> Required work
Copy word for word, please, the lines of the entries below running from the one containing "Query: wooden post" to the one containing "Query: rolling brown hill", both ends included.

[Data extracted from a collection]
☆ ☆ ☆ ☆ ☆ ☆ ☆

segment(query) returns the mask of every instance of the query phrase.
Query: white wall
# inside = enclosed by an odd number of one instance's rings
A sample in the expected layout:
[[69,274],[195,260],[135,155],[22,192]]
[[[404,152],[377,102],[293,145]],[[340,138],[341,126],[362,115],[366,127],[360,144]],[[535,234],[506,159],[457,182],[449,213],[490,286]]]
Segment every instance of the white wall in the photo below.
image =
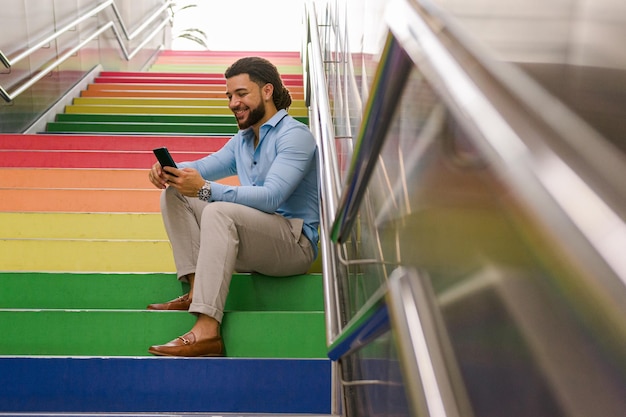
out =
[[[197,7],[176,13],[174,33],[204,30],[211,50],[299,51],[304,0],[187,0]],[[174,39],[172,49],[197,50],[198,44]]]

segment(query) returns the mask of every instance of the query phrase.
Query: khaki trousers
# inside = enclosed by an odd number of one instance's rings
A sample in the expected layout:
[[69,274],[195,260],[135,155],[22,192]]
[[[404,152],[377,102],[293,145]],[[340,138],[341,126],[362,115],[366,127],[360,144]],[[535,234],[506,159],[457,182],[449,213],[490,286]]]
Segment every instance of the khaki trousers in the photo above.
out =
[[178,278],[195,273],[190,313],[221,323],[232,274],[271,276],[306,273],[313,263],[301,219],[286,219],[241,204],[205,203],[168,187],[161,213]]

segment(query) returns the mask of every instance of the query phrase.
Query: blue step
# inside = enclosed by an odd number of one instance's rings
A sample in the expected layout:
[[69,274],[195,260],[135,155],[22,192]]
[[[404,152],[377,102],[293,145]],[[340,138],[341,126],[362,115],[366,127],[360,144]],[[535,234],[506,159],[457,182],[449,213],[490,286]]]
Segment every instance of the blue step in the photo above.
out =
[[0,357],[0,414],[330,414],[326,359]]

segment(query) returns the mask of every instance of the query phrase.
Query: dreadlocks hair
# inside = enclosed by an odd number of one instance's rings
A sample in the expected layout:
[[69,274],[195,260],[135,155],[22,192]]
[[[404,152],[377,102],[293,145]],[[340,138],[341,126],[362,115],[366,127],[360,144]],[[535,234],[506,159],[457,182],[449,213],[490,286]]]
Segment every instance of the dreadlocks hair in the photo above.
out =
[[240,74],[248,74],[250,80],[259,87],[263,87],[267,83],[272,84],[274,86],[272,101],[276,109],[289,109],[291,94],[283,85],[276,66],[267,59],[256,56],[241,58],[228,67],[224,77],[228,79]]

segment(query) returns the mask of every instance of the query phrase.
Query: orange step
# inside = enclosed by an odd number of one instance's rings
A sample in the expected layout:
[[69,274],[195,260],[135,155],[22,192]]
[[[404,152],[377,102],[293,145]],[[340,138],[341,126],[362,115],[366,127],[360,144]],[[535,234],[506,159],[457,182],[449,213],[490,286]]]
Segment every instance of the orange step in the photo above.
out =
[[[219,182],[239,184],[237,177]],[[4,212],[152,213],[160,193],[145,169],[0,168]]]
[[[218,181],[238,185],[236,176]],[[147,169],[0,168],[0,188],[147,189]]]
[[0,189],[0,211],[155,213],[161,190]]

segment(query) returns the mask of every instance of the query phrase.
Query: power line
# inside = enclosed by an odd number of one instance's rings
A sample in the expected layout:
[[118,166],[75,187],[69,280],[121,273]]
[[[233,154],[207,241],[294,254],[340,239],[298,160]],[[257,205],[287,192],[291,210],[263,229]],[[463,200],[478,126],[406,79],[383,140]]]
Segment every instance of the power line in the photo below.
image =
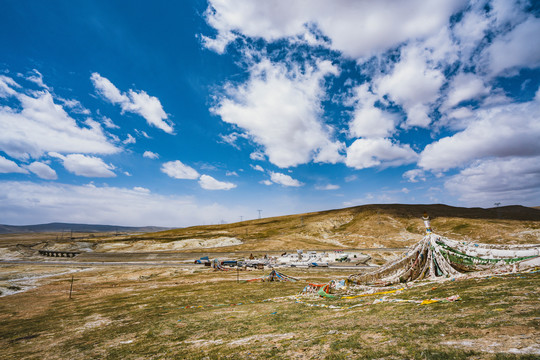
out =
[[259,212],[259,219],[260,219],[262,210],[257,210],[257,211]]

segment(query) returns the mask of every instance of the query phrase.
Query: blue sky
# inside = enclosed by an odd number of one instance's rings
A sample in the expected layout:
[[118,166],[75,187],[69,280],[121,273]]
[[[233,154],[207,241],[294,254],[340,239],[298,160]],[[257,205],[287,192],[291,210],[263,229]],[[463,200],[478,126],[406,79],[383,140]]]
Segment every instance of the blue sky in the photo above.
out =
[[2,1],[0,223],[540,205],[529,1]]

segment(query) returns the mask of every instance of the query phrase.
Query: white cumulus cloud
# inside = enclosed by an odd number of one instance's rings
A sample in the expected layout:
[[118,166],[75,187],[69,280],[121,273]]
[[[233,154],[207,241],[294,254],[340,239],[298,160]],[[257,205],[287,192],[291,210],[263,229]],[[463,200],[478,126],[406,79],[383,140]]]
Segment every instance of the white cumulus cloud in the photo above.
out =
[[260,171],[260,172],[264,172],[264,169],[261,165],[251,165],[251,168],[253,170],[257,170],[257,171]]
[[300,187],[304,185],[300,181],[293,179],[289,175],[277,173],[277,172],[270,172],[270,179],[276,184],[280,184],[283,186],[292,186],[292,187]]
[[408,126],[427,127],[431,123],[430,106],[445,81],[444,74],[427,60],[420,46],[407,46],[401,50],[401,59],[392,72],[376,80],[378,94],[388,94],[403,107]]
[[56,171],[54,171],[54,169],[52,169],[49,165],[45,163],[34,161],[30,165],[28,165],[26,168],[42,179],[45,179],[45,180],[58,179],[58,175],[56,174]]
[[375,106],[379,97],[369,90],[369,84],[355,88],[353,119],[349,123],[352,137],[387,137],[392,135],[399,117]]
[[265,159],[264,154],[260,151],[252,152],[251,154],[249,154],[249,158],[251,160],[259,160],[259,161],[263,161]]
[[222,53],[237,34],[309,42],[315,27],[329,38],[327,46],[361,58],[437,32],[465,4],[465,0],[211,0],[205,15],[218,34],[203,36],[203,43]]
[[180,160],[163,163],[161,171],[175,179],[195,180],[199,178],[197,170],[183,164]]
[[516,67],[535,68],[540,66],[540,19],[530,16],[504,36],[493,40],[486,50],[489,69],[496,75]]
[[250,79],[229,84],[214,113],[236,125],[264,148],[271,163],[285,168],[310,161],[341,161],[341,144],[323,124],[324,77],[338,69],[329,61],[305,71],[262,60],[250,69]]
[[159,159],[159,154],[156,154],[155,152],[147,150],[143,153],[143,157],[148,158],[148,159]]
[[205,190],[231,190],[236,187],[236,184],[216,180],[210,175],[201,175],[199,185]]
[[[1,83],[2,81],[0,81]],[[101,126],[92,120],[81,127],[63,107],[56,104],[47,90],[28,96],[13,88],[9,95],[17,107],[0,107],[0,150],[17,159],[39,158],[54,151],[59,153],[113,154],[120,151],[109,142]]]
[[427,145],[418,164],[444,171],[481,158],[539,155],[538,93],[526,103],[480,108],[463,131]]
[[347,149],[345,163],[355,169],[364,169],[410,164],[417,158],[416,152],[407,144],[400,145],[386,138],[357,139]]
[[412,169],[405,171],[403,173],[403,177],[412,183],[418,181],[426,181],[426,173],[422,169]]
[[112,171],[115,167],[106,164],[103,159],[83,154],[61,155],[56,152],[50,152],[49,156],[56,157],[62,161],[67,171],[85,177],[115,177]]
[[167,113],[157,97],[150,96],[143,90],[130,89],[127,93],[122,93],[109,79],[98,73],[93,73],[90,79],[98,93],[112,104],[120,105],[122,112],[139,114],[146,119],[148,124],[166,133],[173,133],[173,127],[166,121]]
[[28,171],[26,169],[23,169],[15,161],[6,159],[2,155],[0,155],[0,173],[6,174],[6,173],[21,173],[21,174],[28,174]]
[[450,83],[445,106],[448,108],[458,105],[465,100],[476,99],[489,94],[482,78],[473,73],[459,73]]

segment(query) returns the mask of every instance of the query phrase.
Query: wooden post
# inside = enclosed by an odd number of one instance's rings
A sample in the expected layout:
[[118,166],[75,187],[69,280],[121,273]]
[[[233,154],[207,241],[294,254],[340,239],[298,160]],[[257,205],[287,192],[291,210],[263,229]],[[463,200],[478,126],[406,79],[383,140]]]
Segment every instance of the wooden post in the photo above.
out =
[[71,286],[69,288],[69,299],[71,300],[71,292],[73,291],[73,275],[71,275]]

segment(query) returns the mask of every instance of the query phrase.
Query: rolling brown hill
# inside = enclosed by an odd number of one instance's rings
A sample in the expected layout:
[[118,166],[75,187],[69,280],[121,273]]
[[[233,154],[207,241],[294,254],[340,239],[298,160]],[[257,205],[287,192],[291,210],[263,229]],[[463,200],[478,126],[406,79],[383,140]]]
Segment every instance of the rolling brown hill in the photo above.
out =
[[540,243],[539,209],[524,206],[461,208],[441,204],[364,205],[224,225],[194,226],[123,240],[168,242],[234,237],[243,242],[221,248],[222,251],[405,247],[423,237],[425,228],[421,217],[424,211],[432,219],[434,232],[453,239]]

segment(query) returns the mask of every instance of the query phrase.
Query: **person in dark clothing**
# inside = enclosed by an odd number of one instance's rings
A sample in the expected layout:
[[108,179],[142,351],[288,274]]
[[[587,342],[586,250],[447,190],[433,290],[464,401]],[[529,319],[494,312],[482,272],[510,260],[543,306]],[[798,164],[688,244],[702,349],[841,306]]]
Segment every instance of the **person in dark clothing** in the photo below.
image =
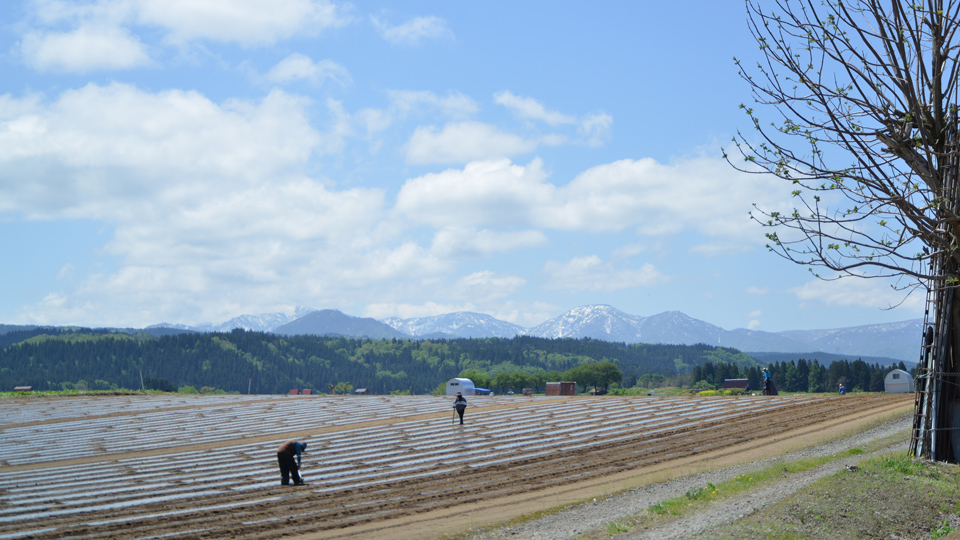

☆ ☆ ☆ ☆ ☆ ☆ ☆

> Reply
Query: wooden post
# inside = enclosed by an odd number of one instance's rings
A sample in the expected layout:
[[118,166],[75,187],[69,280],[121,273]]
[[[233,154],[207,241],[294,254],[340,239],[298,160]],[[257,205],[287,192],[291,210],[263,229]],[[463,200],[478,126],[406,79],[383,140]]]
Segment every instance of the wooden post in the photo above.
out =
[[71,286],[69,288],[69,299],[71,300],[71,292],[73,291],[73,275],[71,275]]

segment(query) returns the mask of every instance of the query phrase.
Query: rolling brown hill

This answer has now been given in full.